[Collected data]
= Beginning of Section =
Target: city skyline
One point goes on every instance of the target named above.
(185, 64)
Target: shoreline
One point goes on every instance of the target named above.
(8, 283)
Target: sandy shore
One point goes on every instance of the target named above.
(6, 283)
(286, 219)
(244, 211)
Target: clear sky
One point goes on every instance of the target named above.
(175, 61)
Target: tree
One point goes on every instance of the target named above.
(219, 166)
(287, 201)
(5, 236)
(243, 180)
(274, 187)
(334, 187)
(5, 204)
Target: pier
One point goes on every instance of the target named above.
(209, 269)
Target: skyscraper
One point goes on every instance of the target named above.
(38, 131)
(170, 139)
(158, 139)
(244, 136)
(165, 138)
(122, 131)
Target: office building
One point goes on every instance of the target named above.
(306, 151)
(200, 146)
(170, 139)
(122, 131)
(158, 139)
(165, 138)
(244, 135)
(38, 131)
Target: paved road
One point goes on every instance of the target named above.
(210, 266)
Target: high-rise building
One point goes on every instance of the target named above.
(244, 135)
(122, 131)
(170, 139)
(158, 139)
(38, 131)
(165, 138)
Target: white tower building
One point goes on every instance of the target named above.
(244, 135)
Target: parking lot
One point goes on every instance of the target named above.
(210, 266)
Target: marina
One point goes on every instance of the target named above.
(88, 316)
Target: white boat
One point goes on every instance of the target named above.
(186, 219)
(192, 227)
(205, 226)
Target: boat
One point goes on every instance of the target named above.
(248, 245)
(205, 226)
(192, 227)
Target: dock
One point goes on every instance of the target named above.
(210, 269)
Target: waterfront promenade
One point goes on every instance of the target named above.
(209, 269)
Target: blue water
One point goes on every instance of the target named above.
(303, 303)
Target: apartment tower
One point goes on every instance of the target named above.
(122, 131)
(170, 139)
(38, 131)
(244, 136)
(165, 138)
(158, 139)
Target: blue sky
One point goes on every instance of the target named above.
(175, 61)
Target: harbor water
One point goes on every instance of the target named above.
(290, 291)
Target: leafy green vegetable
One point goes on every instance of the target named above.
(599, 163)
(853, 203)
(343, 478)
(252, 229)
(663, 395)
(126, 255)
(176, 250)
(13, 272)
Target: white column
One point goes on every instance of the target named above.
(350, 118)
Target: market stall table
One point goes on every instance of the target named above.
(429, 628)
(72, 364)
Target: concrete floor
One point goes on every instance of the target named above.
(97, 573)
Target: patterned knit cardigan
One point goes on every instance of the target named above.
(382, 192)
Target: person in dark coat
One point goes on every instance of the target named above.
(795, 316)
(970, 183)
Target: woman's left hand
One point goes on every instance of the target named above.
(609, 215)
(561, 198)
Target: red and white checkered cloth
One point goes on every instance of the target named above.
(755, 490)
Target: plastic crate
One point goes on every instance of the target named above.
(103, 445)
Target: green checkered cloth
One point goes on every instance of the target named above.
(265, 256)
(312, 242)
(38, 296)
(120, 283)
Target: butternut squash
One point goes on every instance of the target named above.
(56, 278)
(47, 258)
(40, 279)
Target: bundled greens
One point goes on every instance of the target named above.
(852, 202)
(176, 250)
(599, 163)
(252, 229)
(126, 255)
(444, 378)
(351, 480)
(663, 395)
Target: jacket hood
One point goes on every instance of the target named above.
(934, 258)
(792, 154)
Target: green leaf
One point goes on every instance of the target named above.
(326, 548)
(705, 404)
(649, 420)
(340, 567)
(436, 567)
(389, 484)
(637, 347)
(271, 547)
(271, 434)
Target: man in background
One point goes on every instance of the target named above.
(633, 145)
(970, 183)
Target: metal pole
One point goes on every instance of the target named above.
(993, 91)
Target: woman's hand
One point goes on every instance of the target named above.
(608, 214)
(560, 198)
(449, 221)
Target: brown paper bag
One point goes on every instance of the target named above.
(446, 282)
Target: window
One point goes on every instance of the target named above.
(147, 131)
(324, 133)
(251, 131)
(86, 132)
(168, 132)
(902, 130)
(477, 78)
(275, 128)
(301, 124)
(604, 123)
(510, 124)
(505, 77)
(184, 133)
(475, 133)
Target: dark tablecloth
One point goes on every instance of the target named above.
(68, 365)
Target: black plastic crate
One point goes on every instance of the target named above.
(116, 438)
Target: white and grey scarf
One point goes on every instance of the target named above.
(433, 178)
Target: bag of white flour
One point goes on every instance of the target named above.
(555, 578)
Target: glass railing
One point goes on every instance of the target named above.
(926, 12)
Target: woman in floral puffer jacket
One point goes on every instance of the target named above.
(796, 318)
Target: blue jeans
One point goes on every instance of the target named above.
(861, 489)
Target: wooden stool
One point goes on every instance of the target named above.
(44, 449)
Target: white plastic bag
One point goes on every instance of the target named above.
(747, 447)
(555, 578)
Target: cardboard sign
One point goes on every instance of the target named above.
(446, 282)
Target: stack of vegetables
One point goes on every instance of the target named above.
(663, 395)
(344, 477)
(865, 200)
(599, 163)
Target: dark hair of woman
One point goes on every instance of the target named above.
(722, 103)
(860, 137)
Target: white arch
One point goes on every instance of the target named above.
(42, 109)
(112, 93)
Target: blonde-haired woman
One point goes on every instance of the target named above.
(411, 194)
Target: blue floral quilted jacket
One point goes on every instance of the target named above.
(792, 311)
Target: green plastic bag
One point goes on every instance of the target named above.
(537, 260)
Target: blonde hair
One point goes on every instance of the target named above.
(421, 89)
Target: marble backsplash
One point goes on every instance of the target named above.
= End of Section =
• TASK: All lines above should be output verbatim.

• EXERCISE ANSWER:
Target: city skyline
One point goes on every instance of the target named above.
(185, 64)
Target: shoreline
One point goes on every instance of the target named above.
(8, 283)
Target: sandy shore
One point goes on every instance of the target named above.
(6, 283)
(286, 219)
(244, 211)
Target: clear sky
One point goes on every instance of the target named above.
(175, 61)
Target: tree
One point goes on every instance of the target named above.
(219, 166)
(287, 201)
(5, 236)
(243, 180)
(274, 187)
(334, 187)
(5, 204)
Target: pier
One point goes on every instance of the target named above.
(209, 269)
Target: skyscraper
One point goes on every instance of the target named above.
(38, 131)
(170, 139)
(158, 139)
(244, 136)
(165, 138)
(122, 131)
Target: office building
One point goes on every instance of the target named above.
(306, 151)
(200, 146)
(170, 139)
(122, 131)
(158, 139)
(165, 138)
(244, 135)
(38, 131)
Target: paved road
One point goes on every instance of the target named above.
(210, 266)
Target: high-rise building
One point goes on every instance of the target named above.
(244, 135)
(122, 131)
(170, 139)
(158, 139)
(38, 131)
(165, 138)
Target: white tower building
One point goes on every instance of the target named above.
(244, 135)
Target: parking lot
One point goes on every instance of the target named above.
(210, 266)
Target: marina
One point goes on every instance of the target named above.
(88, 316)
Target: white boat
One point goes on every instance of the target named above.
(186, 219)
(192, 227)
(205, 226)
Target: boat
One point goes on every instance of the target named above.
(248, 245)
(205, 226)
(192, 227)
Target: dock
One point goes on every instance of the target named above.
(210, 269)
Target: waterfront promenade
One point goes on every instance of the target named above.
(209, 269)
Target: blue water
One point goes on every instance of the target named above.
(303, 303)
Target: apartment tower
One point goes on every instance of the target named above.
(122, 131)
(170, 139)
(38, 131)
(244, 136)
(165, 138)
(158, 139)
Target: blue sky
One point goes on every instance of the target named above.
(175, 61)
Target: harbor water
One point goes on every instance of the target named above.
(290, 291)
Target: leafy green vegetable
One point goes on every instance of the target named above.
(599, 163)
(853, 203)
(343, 478)
(252, 229)
(663, 395)
(126, 255)
(176, 250)
(13, 272)
Target: white column
One point goes on every instance of the target named above.
(350, 118)
Target: market stall table
One point goes on every instance of the target named above.
(429, 628)
(72, 364)
Target: concrete floor
One point goes on every instance of the target named above.
(97, 573)
Target: patterned knit cardigan
One point goes on every instance of the target named above.
(382, 192)
Target: person in dark coat
One point goes on every instance of the target named above.
(795, 316)
(970, 183)
Target: woman's left hand
One point goes on every instance of the target named above.
(609, 215)
(561, 198)
Target: red and white checkered cloth
One point goes on every instance of the target named above.
(755, 490)
Target: plastic crate
One point goes on every instance of the target named above.
(103, 445)
Target: green checkered cloth
One point goes on every instance of the target named above.
(265, 256)
(312, 242)
(38, 296)
(120, 283)
Target: butternut squash
One point goes on every instance of the target named above.
(56, 278)
(47, 258)
(40, 279)
Target: bundled greens
One point goes on every instance of the target named above.
(852, 202)
(176, 250)
(599, 163)
(252, 229)
(126, 255)
(444, 378)
(351, 480)
(663, 395)
Target: jacket hood
One point goes on every instance of the target named above.
(934, 258)
(792, 154)
Target: green leaf
One point goes on every instance of the target named above.
(326, 548)
(705, 404)
(649, 420)
(340, 567)
(436, 567)
(389, 484)
(637, 347)
(271, 547)
(271, 434)
Target: man in background
One point goes on every instance of the target named above.
(633, 145)
(970, 183)
Target: metal pole
One point goes on every instance of the target named above.
(993, 91)
Target: woman's hand
One point goes on every instance of the target named above.
(608, 214)
(560, 198)
(449, 221)
Target: brown paper bag
One point goes on every instance of the target named above.
(446, 282)
Target: window
One point goes on every instance of the target named above.
(147, 131)
(324, 133)
(251, 131)
(86, 132)
(168, 132)
(902, 130)
(477, 78)
(275, 128)
(301, 124)
(604, 123)
(510, 124)
(505, 77)
(184, 133)
(475, 133)
Target: dark tablecloth
One point goes on every instance of the target named above.
(68, 365)
Target: black plastic crate
One point goes on every instance of the target named above.
(116, 438)
Target: white and grey scarf
One point goes on every instance of the target named above.
(433, 178)
Target: bag of white flour
One point goes on every instance of the target named above.
(555, 578)
Target: glass railing
One point goes on every instance of the target named above.
(926, 12)
Target: woman in floral puffer jacket
One point goes on every instance of the target named above.
(796, 318)
Target: blue jeans
One point goes on every instance of the target named above.
(861, 489)
Target: wooden stool
One point goes on every instance of the target named above.
(44, 449)
Target: white plastic bag
One point goes on every instance of the target named above.
(747, 447)
(555, 578)
Target: cardboard sign
One point goes on every instance of the target named above.
(446, 282)
Target: stack of vegetables
One point goes on every instance of the target named above.
(663, 395)
(344, 477)
(865, 200)
(599, 163)
Target: dark hair of woman
One point goes on every instance of the target named above.
(722, 103)
(860, 137)
Target: white arch
One point goes on every instance of the target named above.
(42, 109)
(112, 93)
Target: blonde-haired woman
One point goes on every instance of the target named above.
(411, 194)
Target: blue floral quilted jacket
One point goes on every instance of the target named above.
(792, 311)
Target: green plastic bag
One point goes on every instance of the target named above.
(537, 260)
Target: blonde hair
One point goes on every instance of the target named above.
(421, 89)
Target: marble backsplash
One point goes on every instance of the target named above.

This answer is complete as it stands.